▶ WHAT IS NEEDED: In every item below, swap "scene" for "image" and write the items out again with nothing else changed.

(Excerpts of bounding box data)
------
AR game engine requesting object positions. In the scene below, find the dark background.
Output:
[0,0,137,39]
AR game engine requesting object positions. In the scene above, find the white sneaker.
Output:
------
▶ COMPLETE ANSWER:
AR game engine requesting object positions. In the image below, find the dark background.
Output:
[0,0,137,39]
AR game engine requesting object positions. In the image above, find the white sneaker.
Output:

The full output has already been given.